About this exercise ::
Write out the passage on teenage witchcraft verbatim, between "We’d write exacting" and "I meant Pentagrams.", inclusive.

Desperate, we turned to Higher Forces,
and very seriously practiced witchcraft, calling ourselves Pagans. We earnestly
burned incense, buried bits of cloths and hanks of hair, fingernail clippings
and coins tied into tiny scraps of material. We’d stare for hours into the
flames of candles, we’d sew up little dolls and stick pins into their genital
regions.
We’d have sleepover parties at each
other’s houses, and would smoke an entire lid of raspy dirt-week, then strip
naked and lay on the bed for hours with the lights out, trying to Astral
Project. It all went into our diaries– the crushes, the incantations, the
drug-inspired supernatural frenzies.
We’d write exacting descriptions of what we wore every weekend on what
we’d come to term our Fox Hunts …
little satin 1940’s bed jackets,
glitter platforms and tight-tight
jeans covered with Majik Marker
doodles of dragons and unicorns. Mine had
Queen, Jimmy Hendrix, Bowie
and T-Rex lyrics written all over
them in a loopy child’s scrawl, the “I’s all dotted with tiny stars – excuse me, I meant Pentagrams.
Ultimately,
with no magic other than nature involved, we both got our wishes and lost our
virginity, and went on to become, at least for a time, home-wreckers in
earnest. Then, very suddenly, it seemed, Joan and I were separated – I moved
from Connecticut to California,
and we fell out of touch.

Given records ::
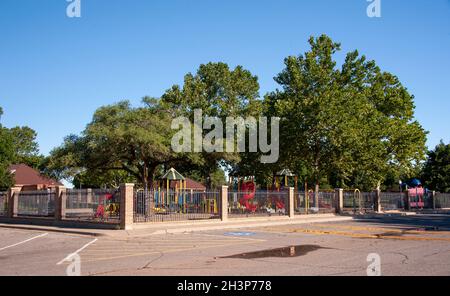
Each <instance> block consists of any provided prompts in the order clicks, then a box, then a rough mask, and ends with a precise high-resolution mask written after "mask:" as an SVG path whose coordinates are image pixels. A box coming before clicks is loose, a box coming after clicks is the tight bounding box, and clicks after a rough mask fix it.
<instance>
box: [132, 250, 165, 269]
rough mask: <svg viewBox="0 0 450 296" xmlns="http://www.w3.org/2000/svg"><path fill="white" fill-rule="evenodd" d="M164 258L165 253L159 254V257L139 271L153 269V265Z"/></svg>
mask: <svg viewBox="0 0 450 296" xmlns="http://www.w3.org/2000/svg"><path fill="white" fill-rule="evenodd" d="M163 257H164V253H163V252H159V257H157V258H155V259H153V260H150V261H149V262H148V263H147V264H146V265H145V266H144V267H141V268H138V269H137V270H146V269H152V267H151V266H150V265H151V264H153V263H155V262H156V261H158V260H160V259H162V258H163Z"/></svg>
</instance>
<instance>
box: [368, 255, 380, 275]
mask: <svg viewBox="0 0 450 296" xmlns="http://www.w3.org/2000/svg"><path fill="white" fill-rule="evenodd" d="M367 262H369V263H370V264H369V266H368V267H367V276H381V256H380V255H379V254H377V253H372V254H369V255H368V256H367Z"/></svg>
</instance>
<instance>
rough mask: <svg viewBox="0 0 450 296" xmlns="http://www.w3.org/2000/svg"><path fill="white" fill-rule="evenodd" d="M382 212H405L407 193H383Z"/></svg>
mask: <svg viewBox="0 0 450 296" xmlns="http://www.w3.org/2000/svg"><path fill="white" fill-rule="evenodd" d="M380 194H381V195H380V200H381V210H383V211H392V210H403V209H404V208H405V193H401V192H381V193H380Z"/></svg>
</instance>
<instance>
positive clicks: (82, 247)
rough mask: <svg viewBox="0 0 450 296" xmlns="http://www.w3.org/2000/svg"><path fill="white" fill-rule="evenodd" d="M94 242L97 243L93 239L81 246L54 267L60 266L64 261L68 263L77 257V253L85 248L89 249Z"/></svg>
mask: <svg viewBox="0 0 450 296" xmlns="http://www.w3.org/2000/svg"><path fill="white" fill-rule="evenodd" d="M96 241H98V239H97V238H96V239H94V240H92V241H91V242H89V243H87V244H85V245H84V246H82V247H81V248H79V249H78V250H76V251H75V252H73V253H71V254H69V255H67V257H66V258H64V259H63V260H61V261H59V262H58V263H56V265H61V264H63V263H64V262H66V261H69V260H70V259H71V258H72V257H73V256H75V255H77V254H78V253H80V252H82V251H83V250H84V249H86V248H87V247H89V246H90V245H92V244H93V243H95V242H96Z"/></svg>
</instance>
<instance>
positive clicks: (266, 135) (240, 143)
mask: <svg viewBox="0 0 450 296" xmlns="http://www.w3.org/2000/svg"><path fill="white" fill-rule="evenodd" d="M224 127H225V130H226V133H225V138H224ZM172 129H173V130H179V131H178V132H177V133H176V134H175V135H174V137H173V138H172V149H173V151H174V152H176V153H191V152H194V153H201V152H207V153H215V152H216V153H220V152H228V153H234V152H237V153H243V152H250V153H257V152H261V153H262V154H263V155H262V156H261V163H276V162H277V161H278V158H279V152H280V148H279V134H280V118H278V117H273V118H271V122H270V128H269V122H268V118H267V117H260V118H259V119H258V120H257V119H256V118H254V117H247V118H245V119H244V118H242V117H227V118H226V121H225V123H224V122H223V121H222V120H221V119H220V118H217V117H209V116H205V117H203V112H202V110H200V109H196V110H194V122H193V124H192V123H191V121H190V120H189V119H188V118H187V117H178V118H175V119H174V120H173V121H172ZM204 131H207V132H208V133H207V134H206V135H205V136H204V137H203V134H204V133H203V132H204ZM269 133H270V143H269V139H268V137H269ZM247 135H248V145H247ZM247 149H248V151H246V150H247Z"/></svg>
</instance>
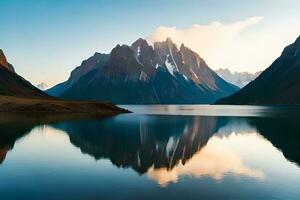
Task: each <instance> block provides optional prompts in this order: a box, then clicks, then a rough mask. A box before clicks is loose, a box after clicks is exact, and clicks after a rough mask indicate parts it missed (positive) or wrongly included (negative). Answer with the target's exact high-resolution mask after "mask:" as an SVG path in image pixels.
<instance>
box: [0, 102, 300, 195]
mask: <svg viewBox="0 0 300 200" xmlns="http://www.w3.org/2000/svg"><path fill="white" fill-rule="evenodd" d="M124 107H126V108H129V107H130V108H131V110H133V111H135V113H133V114H122V115H118V116H112V117H107V118H101V119H84V118H83V119H76V120H75V119H71V118H70V119H68V118H66V119H64V120H62V119H59V120H54V121H53V120H52V121H51V120H50V121H49V120H47V121H45V122H43V120H39V121H38V122H37V121H36V120H29V119H28V117H26V118H25V119H23V118H22V117H20V118H9V119H8V118H7V117H6V116H1V117H0V132H1V134H0V162H1V164H0V196H1V199H173V200H174V199H264V200H268V199H299V198H300V191H299V185H300V168H299V165H300V145H299V141H300V135H299V134H300V128H299V125H298V122H299V118H298V117H297V116H295V112H292V111H291V110H289V109H290V108H282V107H277V108H274V107H241V106H238V107H226V106H225V107H224V106H221V107H218V106H216V107H210V106H174V105H173V106H135V107H132V106H124ZM130 108H129V109H130ZM224 110H226V115H227V116H224V115H225V114H224Z"/></svg>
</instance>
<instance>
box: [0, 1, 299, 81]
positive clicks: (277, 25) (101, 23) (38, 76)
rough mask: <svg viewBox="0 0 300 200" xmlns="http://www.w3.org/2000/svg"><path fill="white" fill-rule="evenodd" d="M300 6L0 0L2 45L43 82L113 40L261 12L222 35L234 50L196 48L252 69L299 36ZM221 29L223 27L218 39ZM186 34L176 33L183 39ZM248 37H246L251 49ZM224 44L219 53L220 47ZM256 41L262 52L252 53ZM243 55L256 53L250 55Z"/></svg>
mask: <svg viewBox="0 0 300 200" xmlns="http://www.w3.org/2000/svg"><path fill="white" fill-rule="evenodd" d="M299 10H300V2H299V1H297V0H285V1H283V0H252V1H250V0H249V1H239V0H209V1H208V0H206V1H204V0H203V1H200V0H149V1H146V0H139V1H138V0H128V1H125V0H123V1H120V0H114V1H111V0H98V1H95V0H26V1H24V0H0V48H1V49H3V50H4V52H5V54H6V56H7V57H8V59H9V61H10V62H11V63H12V64H13V65H14V66H15V68H16V70H17V72H18V73H19V74H20V75H22V76H24V77H25V78H26V79H28V80H30V81H31V82H33V83H34V84H37V83H39V82H43V81H45V82H46V83H48V84H49V85H53V84H55V83H57V82H60V81H63V80H65V79H66V78H67V77H68V76H69V73H70V71H71V70H72V69H73V68H75V67H76V66H78V65H80V63H81V61H82V60H83V59H86V58H88V57H89V56H91V55H93V53H94V52H95V51H98V52H109V51H110V50H111V49H112V48H113V47H114V46H115V45H116V44H118V43H121V44H123V43H125V44H131V43H132V42H133V41H134V40H136V39H137V38H139V37H143V38H147V37H149V36H150V35H151V34H153V33H157V32H156V30H157V28H158V27H160V26H163V27H165V28H167V27H176V31H179V32H180V31H181V32H184V31H185V30H190V28H191V27H192V26H193V25H194V24H198V25H203V26H204V29H205V30H206V29H209V28H210V26H209V25H210V24H211V23H212V22H214V21H218V22H220V23H221V24H222V25H224V29H226V30H227V27H232V26H229V25H231V24H234V23H236V22H241V23H247V19H249V18H251V17H261V20H259V22H256V23H254V24H252V25H247V26H246V27H245V28H241V29H240V30H238V32H237V33H236V35H235V36H234V37H237V39H236V40H235V39H234V38H233V37H232V38H231V39H230V40H229V39H228V38H226V40H227V43H226V45H227V46H228V45H229V47H228V51H229V50H231V52H232V53H231V54H228V55H226V56H223V57H219V55H221V54H217V53H216V51H218V47H219V46H220V45H219V44H216V42H214V43H213V44H211V45H210V46H209V48H210V51H209V50H206V49H209V48H208V47H205V46H204V47H202V46H201V44H202V43H203V41H202V43H201V42H199V47H198V46H194V47H193V50H195V51H197V52H199V53H200V55H201V51H204V53H203V55H202V56H204V59H207V62H208V64H210V65H211V67H212V68H214V69H215V68H219V67H228V68H230V69H232V70H237V71H256V70H259V69H264V68H266V67H267V65H268V64H270V63H271V61H272V60H273V59H275V58H276V57H277V56H278V55H279V54H280V52H281V50H282V48H283V47H284V46H286V45H287V44H289V43H290V42H292V41H293V40H295V39H296V37H297V36H298V35H299V34H300V29H299V28H298V26H299V19H300V12H299ZM227 25H228V26H227ZM222 27H223V26H222ZM299 27H300V26H299ZM222 30H223V29H222ZM192 31H194V30H192ZM298 31H299V32H298ZM181 32H180V33H181ZM197 33H199V38H206V37H207V35H202V34H201V33H202V32H201V31H200V32H199V31H198V32H197V31H195V34H194V37H195V38H197V37H198V35H197ZM208 33H209V34H212V33H211V32H208ZM176 34H177V33H176ZM220 35H222V32H219V33H218V34H216V37H218V38H219V37H221V36H220ZM184 36H185V35H184V34H181V35H180V37H179V36H178V37H177V35H176V36H174V37H177V40H178V42H181V41H182V40H183V39H182V37H184ZM218 38H217V39H218ZM222 39H224V38H222ZM246 40H247V41H251V44H250V46H251V45H253V46H251V48H250V46H249V43H247V41H246ZM262 40H263V41H266V43H265V44H262V42H261V41H262ZM183 41H185V40H183ZM216 41H217V40H216ZM235 41H237V44H233V45H234V46H231V44H232V43H234V42H235ZM187 42H191V41H187ZM224 45H225V43H224V44H223V46H220V51H219V52H221V53H222V51H223V52H224V49H222V48H224V47H225V46H224ZM259 45H260V46H259ZM273 45H274V46H273ZM256 46H259V50H258V52H257V53H256V54H259V55H254V53H255V52H256V50H254V49H255V48H256ZM265 46H268V48H266V47H265ZM269 46H270V47H269ZM201 48H203V49H202V50H201ZM243 48H245V54H246V53H248V54H249V55H248V56H239V57H240V58H239V59H237V61H236V62H233V61H232V60H234V59H235V58H234V54H235V51H237V52H239V53H241V52H242V51H243ZM211 49H214V51H213V52H212V51H211ZM252 49H253V50H252ZM268 49H270V53H269V51H268ZM259 51H261V52H265V54H266V55H261V54H262V53H260V52H259ZM252 54H253V55H252ZM206 57H207V58H206ZM247 57H255V59H254V61H252V60H253V59H251V61H248V60H247ZM217 65H218V66H217ZM219 65H220V66H219Z"/></svg>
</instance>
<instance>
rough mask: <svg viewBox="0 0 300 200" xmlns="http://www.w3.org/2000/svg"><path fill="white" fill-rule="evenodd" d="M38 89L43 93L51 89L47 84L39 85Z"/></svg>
mask: <svg viewBox="0 0 300 200" xmlns="http://www.w3.org/2000/svg"><path fill="white" fill-rule="evenodd" d="M36 87H37V88H39V89H40V90H42V91H44V90H47V89H48V88H49V87H48V85H47V84H46V83H45V82H42V83H39V84H37V85H36Z"/></svg>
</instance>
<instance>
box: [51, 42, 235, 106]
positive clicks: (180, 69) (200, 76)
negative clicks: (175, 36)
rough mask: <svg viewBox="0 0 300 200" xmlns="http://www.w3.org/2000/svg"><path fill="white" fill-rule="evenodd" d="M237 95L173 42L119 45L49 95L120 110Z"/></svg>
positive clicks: (222, 80) (86, 61)
mask: <svg viewBox="0 0 300 200" xmlns="http://www.w3.org/2000/svg"><path fill="white" fill-rule="evenodd" d="M237 90H238V88H237V87H236V86H234V85H232V84H229V83H227V82H226V81H224V80H223V79H222V78H220V77H219V76H218V75H217V74H216V73H215V72H214V71H213V70H211V69H210V68H209V67H208V66H207V64H206V63H205V61H204V60H203V59H202V58H201V57H200V56H199V55H198V54H196V53H195V52H193V51H192V50H190V49H189V48H187V47H185V46H184V45H181V47H180V48H179V49H178V47H177V46H176V45H175V44H174V43H173V42H172V40H171V39H170V38H168V39H167V40H166V41H164V42H156V43H154V45H153V46H150V45H149V44H148V43H147V41H146V40H144V39H138V40H137V41H135V42H134V43H133V44H132V45H131V46H127V45H122V46H120V45H117V46H116V47H115V48H114V49H113V50H112V51H111V53H110V54H109V55H107V54H100V53H96V54H95V55H93V56H92V57H90V58H89V59H87V60H86V61H84V62H83V63H82V64H81V65H80V66H79V67H77V68H76V69H75V70H74V71H73V72H72V73H71V76H70V78H69V79H68V80H67V81H66V82H63V83H61V84H58V85H56V86H54V87H53V88H51V89H49V90H47V91H46V92H47V93H48V94H51V95H54V96H60V97H63V98H68V99H87V100H101V101H110V102H113V103H117V104H172V103H174V104H183V103H212V102H214V101H216V100H217V99H219V98H221V97H225V96H228V95H230V94H232V93H234V92H235V91H237Z"/></svg>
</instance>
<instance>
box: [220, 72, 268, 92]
mask: <svg viewBox="0 0 300 200" xmlns="http://www.w3.org/2000/svg"><path fill="white" fill-rule="evenodd" d="M215 72H216V73H217V74H218V75H219V76H220V77H222V78H223V79H224V80H226V81H227V82H229V83H232V84H234V85H236V86H238V87H240V88H243V87H245V86H246V85H247V84H248V83H250V82H251V81H253V80H254V79H256V78H257V77H258V76H259V75H260V74H261V73H262V71H258V72H255V73H249V72H231V71H230V70H229V69H227V68H225V69H223V68H220V69H217V70H215Z"/></svg>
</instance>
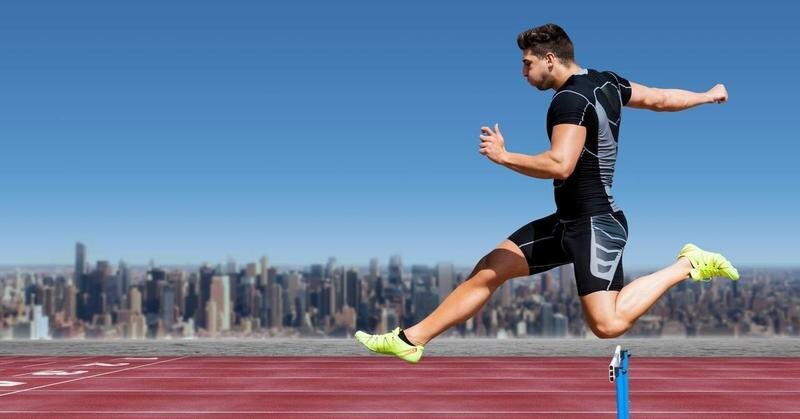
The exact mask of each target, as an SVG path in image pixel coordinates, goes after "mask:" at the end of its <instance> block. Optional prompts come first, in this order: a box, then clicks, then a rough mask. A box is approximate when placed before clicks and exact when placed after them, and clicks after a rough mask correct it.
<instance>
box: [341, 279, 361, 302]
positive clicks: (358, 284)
mask: <svg viewBox="0 0 800 419" xmlns="http://www.w3.org/2000/svg"><path fill="white" fill-rule="evenodd" d="M344 303H345V304H346V305H348V306H350V307H353V308H356V309H357V308H358V305H359V304H360V303H361V278H359V276H358V271H356V270H355V269H348V270H347V272H345V277H344Z"/></svg>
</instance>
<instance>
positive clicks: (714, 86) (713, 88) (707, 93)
mask: <svg viewBox="0 0 800 419" xmlns="http://www.w3.org/2000/svg"><path fill="white" fill-rule="evenodd" d="M706 94H707V95H708V98H709V100H710V101H711V102H714V103H725V102H727V101H728V89H726V88H725V85H724V84H718V85H716V86H714V87H712V88H711V90H709V91H708V92H706Z"/></svg>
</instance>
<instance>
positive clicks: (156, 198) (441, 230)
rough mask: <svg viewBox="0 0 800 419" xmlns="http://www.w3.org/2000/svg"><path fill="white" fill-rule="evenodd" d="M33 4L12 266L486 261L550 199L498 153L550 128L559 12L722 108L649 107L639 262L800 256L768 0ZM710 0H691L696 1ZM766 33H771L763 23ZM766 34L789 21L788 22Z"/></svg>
mask: <svg viewBox="0 0 800 419" xmlns="http://www.w3.org/2000/svg"><path fill="white" fill-rule="evenodd" d="M640 6H641V5H640V4H639V3H637V2H634V1H630V0H627V1H623V2H620V3H615V4H614V5H613V7H611V6H609V5H606V4H599V3H596V4H595V3H591V4H589V3H587V4H582V5H581V7H570V8H565V7H564V6H563V5H560V4H555V3H553V4H537V5H536V6H535V7H533V6H531V4H530V3H529V2H524V1H510V2H503V3H502V4H496V5H492V7H491V9H487V8H486V6H485V5H483V4H480V3H453V2H435V3H430V2H420V1H411V2H405V3H403V4H402V5H400V4H378V3H376V4H372V3H368V2H355V3H345V4H339V3H329V2H314V1H312V2H311V3H297V4H294V3H280V2H278V3H275V2H245V3H238V4H236V5H230V4H223V3H219V2H211V1H207V0H199V1H195V2H192V7H187V6H186V5H185V4H183V3H180V2H178V3H172V2H170V3H163V2H156V1H153V0H143V1H139V2H136V3H119V2H116V3H97V2H87V1H84V0H78V1H73V2H69V3H64V2H59V1H55V0H43V1H38V2H16V3H13V4H9V5H7V6H6V7H5V8H4V11H3V13H2V15H0V60H2V62H3V63H4V65H3V66H2V67H0V90H2V91H3V95H2V97H0V137H2V138H3V150H4V156H6V159H5V160H4V163H3V168H2V169H3V170H2V172H0V191H2V196H3V202H4V205H3V206H1V207H0V231H2V233H3V240H2V242H0V264H2V265H7V264H20V263H22V264H41V263H45V264H46V263H53V262H58V263H69V261H70V255H69V254H66V253H65V252H64V250H63V249H68V248H70V246H71V245H72V243H73V242H74V241H76V240H77V241H82V242H84V243H86V244H87V245H88V246H89V247H90V248H93V249H96V251H95V254H94V256H93V257H96V258H99V259H104V260H119V259H121V258H122V259H126V260H130V261H133V262H136V263H146V262H147V261H148V260H150V259H151V258H152V259H156V260H158V261H161V263H167V264H171V263H176V264H182V263H191V262H193V261H203V260H209V261H214V260H218V259H220V258H222V259H224V258H225V257H226V256H227V255H229V254H230V255H233V256H234V257H236V258H237V259H239V260H254V259H257V258H258V257H259V255H260V254H262V253H268V254H270V255H271V257H273V258H274V259H275V260H280V261H284V262H285V263H286V264H290V265H300V264H303V263H308V262H309V261H313V260H324V259H325V258H326V257H328V256H330V255H331V254H334V253H335V254H336V256H337V258H339V259H341V260H342V261H346V263H359V261H361V260H363V259H365V258H368V257H372V255H392V254H401V255H402V256H403V258H404V259H406V260H409V261H414V262H415V263H424V264H433V263H436V262H437V261H439V260H449V261H452V262H453V263H455V264H456V265H458V266H473V265H474V264H475V263H476V262H477V261H478V260H479V259H480V258H481V257H482V256H483V255H485V254H486V253H487V252H488V251H490V250H491V249H492V248H493V247H494V246H495V245H496V244H497V243H499V242H501V241H502V240H503V239H504V238H506V237H508V235H510V234H511V233H512V232H514V231H515V230H516V229H517V228H519V227H520V226H522V225H524V224H526V223H528V222H529V221H531V220H533V219H538V218H541V217H543V216H546V215H548V214H550V213H552V212H553V210H554V203H553V187H552V182H549V181H546V180H544V181H543V180H538V179H533V178H529V177H525V176H523V175H520V174H517V173H514V172H512V171H511V170H508V169H506V168H503V167H500V166H497V165H495V164H493V163H490V162H488V161H487V160H486V158H485V157H483V156H481V155H480V154H479V153H478V134H479V128H480V127H481V126H482V125H490V124H493V123H499V124H500V126H501V127H502V130H503V133H504V135H505V138H506V143H507V147H508V149H509V150H510V151H513V152H519V153H526V154H535V153H538V152H542V151H544V150H546V149H547V147H548V140H547V135H546V132H545V129H544V128H545V115H546V111H547V107H548V104H549V100H550V97H551V95H552V91H548V92H537V91H536V90H535V89H533V88H531V87H530V86H528V85H527V84H526V82H525V81H524V79H523V78H522V76H521V63H520V58H521V56H520V51H519V49H518V48H517V45H516V42H515V40H516V36H517V34H518V33H519V32H520V31H522V30H525V29H528V28H530V27H533V26H536V25H540V24H543V23H546V22H549V21H552V22H556V23H559V24H560V25H562V26H563V27H564V28H565V29H566V31H567V32H568V33H569V35H570V37H571V38H572V40H573V41H574V43H575V48H576V58H577V62H578V64H579V65H581V66H583V67H588V68H593V69H598V70H613V71H615V72H616V73H618V74H619V75H621V76H623V77H626V78H627V79H629V80H631V81H633V82H637V83H641V84H645V85H650V86H654V87H662V88H681V89H689V90H693V91H704V90H707V89H709V88H711V87H712V86H713V85H715V84H716V83H724V84H725V85H726V86H727V88H728V91H729V93H730V101H729V103H727V104H725V105H706V106H701V107H697V108H694V109H691V110H688V111H685V112H679V113H674V114H673V113H654V112H647V111H642V110H637V109H626V110H625V111H624V113H623V121H624V122H623V123H622V128H621V134H620V143H619V144H620V148H619V159H618V162H617V166H616V176H615V179H614V187H613V195H614V198H615V200H616V202H617V203H618V204H619V205H620V207H621V208H622V209H623V210H624V211H625V215H626V218H627V220H628V223H629V226H630V237H629V242H628V246H627V247H626V249H625V256H624V264H625V266H626V268H629V269H636V268H657V267H662V266H664V265H667V264H669V263H671V262H672V261H673V260H674V257H675V255H676V253H677V251H678V250H679V249H680V248H681V246H683V244H685V243H686V242H693V243H696V244H698V245H700V246H701V247H703V248H706V249H709V250H713V251H719V252H722V253H724V254H725V255H726V256H727V257H729V258H730V259H731V261H733V262H734V264H736V265H738V266H756V265H758V266H791V265H793V264H796V263H797V262H796V261H797V256H796V255H797V249H798V246H797V244H796V243H795V241H794V237H797V236H799V235H800V223H797V222H794V221H793V220H794V219H795V213H796V209H797V208H800V195H798V194H794V193H791V192H790V191H791V190H794V189H796V185H797V184H798V183H799V182H798V181H800V173H799V172H798V166H797V165H796V164H795V162H794V157H793V156H795V155H796V154H797V152H798V151H800V146H798V145H797V142H796V141H794V140H793V136H792V134H791V133H790V132H789V128H786V122H785V121H793V120H794V118H795V108H796V105H795V104H794V101H793V98H794V97H795V96H796V95H795V94H794V92H795V90H797V89H798V87H797V86H794V85H793V84H791V83H789V84H785V86H784V85H782V86H781V88H780V89H771V88H768V87H767V86H766V85H763V83H764V81H763V78H764V76H765V74H764V72H765V71H766V70H765V69H764V63H771V62H774V61H775V60H776V57H778V59H779V61H780V66H781V70H782V71H783V72H785V73H787V74H792V73H793V72H795V71H796V70H800V60H798V58H797V57H796V55H795V54H791V53H787V52H790V51H792V50H794V48H795V47H794V46H795V45H797V44H798V42H800V32H798V31H797V30H796V29H795V28H796V22H797V20H798V19H800V6H798V5H796V4H793V3H787V2H769V7H759V8H753V7H751V6H749V5H747V4H745V3H741V4H740V3H722V2H690V1H688V0H679V1H678V2H677V3H669V4H666V3H664V4H657V5H651V6H650V7H649V8H648V12H647V13H646V14H643V13H642V11H641V10H642V9H641V7H640ZM687 10H691V13H687V12H686V11H687ZM743 28H748V29H747V30H743ZM765 40H766V41H765Z"/></svg>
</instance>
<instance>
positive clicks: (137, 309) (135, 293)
mask: <svg viewBox="0 0 800 419" xmlns="http://www.w3.org/2000/svg"><path fill="white" fill-rule="evenodd" d="M130 302H131V307H130V308H131V314H142V292H141V291H139V288H136V287H133V288H131V297H130Z"/></svg>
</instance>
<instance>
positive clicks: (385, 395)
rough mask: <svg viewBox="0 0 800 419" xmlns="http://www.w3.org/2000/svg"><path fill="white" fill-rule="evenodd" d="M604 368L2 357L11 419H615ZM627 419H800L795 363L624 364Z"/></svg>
mask: <svg viewBox="0 0 800 419" xmlns="http://www.w3.org/2000/svg"><path fill="white" fill-rule="evenodd" d="M609 360H610V357H608V358H557V357H548V358H533V357H481V358H477V357H463V358H462V357H433V356H431V357H427V358H425V359H424V360H423V361H422V362H421V363H420V364H417V365H408V364H406V363H404V362H402V361H400V360H397V359H394V358H388V357H379V356H364V357H188V356H186V357H175V356H152V357H109V356H105V357H97V356H92V357H47V356H43V357H31V356H5V357H3V356H0V415H9V416H15V417H21V416H24V417H110V416H115V417H119V416H124V417H140V416H147V417H159V416H170V417H176V416H187V417H189V416H202V417H230V416H241V415H245V416H280V417H314V418H318V417H397V416H413V417H452V416H454V415H458V416H459V417H475V418H483V417H493V418H494V417H560V418H566V417H570V418H573V417H574V418H595V417H608V418H613V417H616V396H615V387H614V384H612V383H609V382H608V362H609ZM630 362H631V364H630V386H631V391H630V402H631V415H632V416H633V417H659V418H667V417H669V418H683V417H685V418H688V417H704V418H712V417H718V418H730V417H741V418H745V417H746V418H758V417H763V418H773V417H800V358H645V357H636V356H635V355H634V357H632V358H631V361H630Z"/></svg>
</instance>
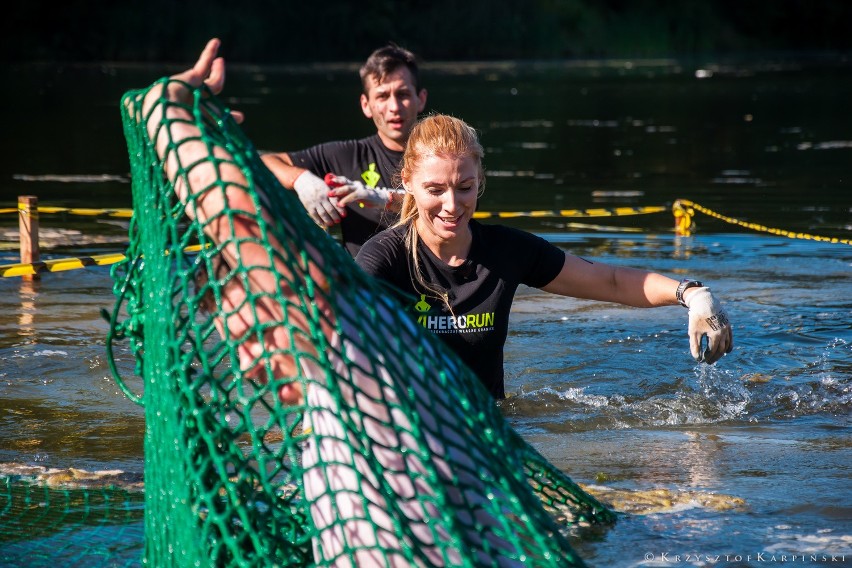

Solution for this exercise ::
We’d write exacting descriptions of what we wore every weekend on what
we’d come to term our Fox Hunts …
little satin 1940’s bed jackets,
glitter platforms and tight-tight
jeans covered with Majik Marker
doodles of dragons and unicorns. Mine had
Queen, Jimmy Hendrix, Bowie
and T-Rex lyrics written all over
them in a loopy child’s scrawl, the “I’s all dotted with tiny stars – excuse me, I meant Pentagrams.